> _To do_:
Return all entries precisely as they stand, without the images.

> _Dataset excerpts_:
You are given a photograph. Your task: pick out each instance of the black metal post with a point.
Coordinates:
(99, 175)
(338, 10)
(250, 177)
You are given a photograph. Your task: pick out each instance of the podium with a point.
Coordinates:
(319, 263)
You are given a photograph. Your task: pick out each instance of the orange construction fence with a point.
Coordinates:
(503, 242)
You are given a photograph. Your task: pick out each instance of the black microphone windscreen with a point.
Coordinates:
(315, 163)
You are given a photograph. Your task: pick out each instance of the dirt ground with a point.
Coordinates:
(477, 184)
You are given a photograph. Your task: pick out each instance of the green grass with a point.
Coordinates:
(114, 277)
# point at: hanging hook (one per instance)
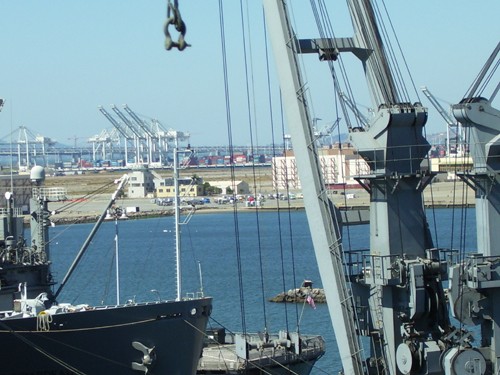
(179, 24)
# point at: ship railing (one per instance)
(18, 211)
(354, 263)
(482, 272)
(196, 295)
(386, 269)
(51, 194)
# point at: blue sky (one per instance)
(60, 60)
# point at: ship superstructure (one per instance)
(394, 293)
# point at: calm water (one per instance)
(282, 241)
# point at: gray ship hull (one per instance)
(100, 341)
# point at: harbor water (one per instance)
(271, 253)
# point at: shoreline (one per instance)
(146, 210)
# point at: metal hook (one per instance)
(180, 26)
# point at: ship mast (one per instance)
(398, 285)
(475, 283)
(322, 215)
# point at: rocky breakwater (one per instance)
(306, 293)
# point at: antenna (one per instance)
(201, 278)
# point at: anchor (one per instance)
(148, 358)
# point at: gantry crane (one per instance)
(454, 131)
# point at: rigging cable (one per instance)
(250, 123)
(231, 154)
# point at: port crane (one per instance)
(454, 132)
(393, 293)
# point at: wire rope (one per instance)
(231, 166)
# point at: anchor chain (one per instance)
(176, 20)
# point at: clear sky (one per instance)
(61, 59)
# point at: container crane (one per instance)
(139, 136)
(452, 126)
(123, 131)
(394, 293)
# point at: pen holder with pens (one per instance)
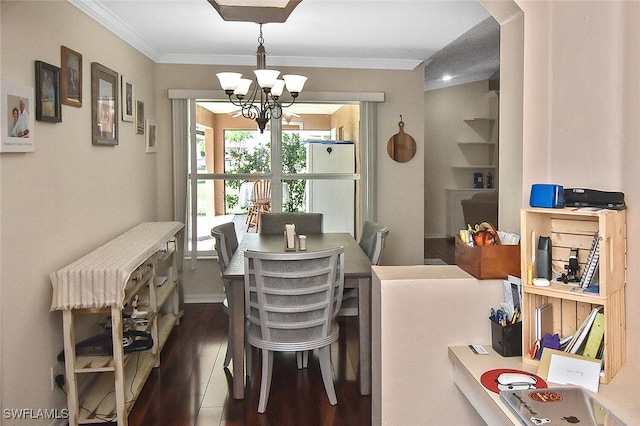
(506, 340)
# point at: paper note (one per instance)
(566, 370)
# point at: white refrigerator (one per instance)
(335, 199)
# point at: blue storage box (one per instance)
(546, 195)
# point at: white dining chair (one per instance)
(291, 301)
(372, 242)
(226, 245)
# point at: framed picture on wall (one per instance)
(104, 105)
(48, 93)
(150, 135)
(70, 77)
(139, 117)
(127, 100)
(18, 106)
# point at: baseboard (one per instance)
(205, 298)
(427, 236)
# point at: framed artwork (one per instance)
(18, 106)
(104, 105)
(127, 99)
(70, 77)
(150, 135)
(48, 93)
(139, 117)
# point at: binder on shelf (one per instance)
(581, 334)
(595, 337)
(591, 266)
(544, 320)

> _Final answer_:
You are given a photograph. Your task: pick out each instance of the black metal post with a point.
Coordinates:
(99, 175)
(338, 10)
(250, 177)
You are given a photograph. Your task: pick out each instance of the podium with a point.
Coordinates:
(319, 263)
You are given a photograph. Your task: pick out each instance of the orange construction fence with a point.
Coordinates:
(503, 242)
You are given a photograph. Your task: pick out each instance of the black microphone windscreen with a point.
Coordinates:
(315, 163)
You are given a photograph. Your task: pick out each instance of the dirt ground with a point.
Coordinates:
(477, 184)
You are given a photograph. Your task: pick out each instance of the green grass with a point.
Coordinates:
(114, 277)
# point at: hanging hook (one per instance)
(179, 24)
# point at: ship railing (one per instance)
(18, 211)
(354, 263)
(482, 272)
(196, 295)
(386, 269)
(51, 194)
# point at: blue sky (one per instance)
(60, 60)
# point at: ship superstructure (one per instance)
(394, 293)
# point at: calm water (one per instance)
(282, 241)
# point at: gray ship hull (one per instance)
(100, 341)
# point at: harbor water (one per instance)
(271, 253)
# point at: shoreline (one per instance)
(146, 210)
# point at: metal hook (one per instance)
(180, 26)
# point at: ship mast (one per instance)
(398, 285)
(475, 283)
(322, 215)
# point at: rocky breakwater (one per instance)
(306, 293)
# point at: antenna (one per instance)
(201, 278)
# point at: anchor (one per instance)
(148, 358)
# point at: gantry crane (one per instance)
(454, 131)
# point at: rigging cable (one per instance)
(250, 123)
(231, 154)
# point at: port crane (one per instance)
(454, 132)
(393, 293)
# point at: wire rope (one per instance)
(231, 166)
# point at: anchor chain (one per instance)
(176, 20)
# point at: clear sky (one per instance)
(61, 59)
# point at: container crane (one per instance)
(139, 136)
(452, 126)
(123, 131)
(394, 293)
# point at: pen holder with pens (one per instance)
(506, 340)
# point at: paper note (one per instance)
(566, 370)
# point at: white refrigerator (one per instance)
(335, 199)
# point at: blue storage box (one per instance)
(546, 195)
# point at: white dining chair (one per instance)
(291, 301)
(372, 242)
(226, 245)
# point at: framed picture on wall (one per instance)
(104, 105)
(48, 93)
(150, 135)
(70, 77)
(139, 117)
(127, 100)
(18, 106)
# point at: baseboard (one per instance)
(205, 298)
(427, 236)
# point at: framed artwork (one per instance)
(18, 106)
(104, 105)
(127, 99)
(70, 77)
(150, 135)
(48, 93)
(139, 117)
# point at: binder on shelf (one per instance)
(581, 334)
(595, 337)
(591, 266)
(544, 320)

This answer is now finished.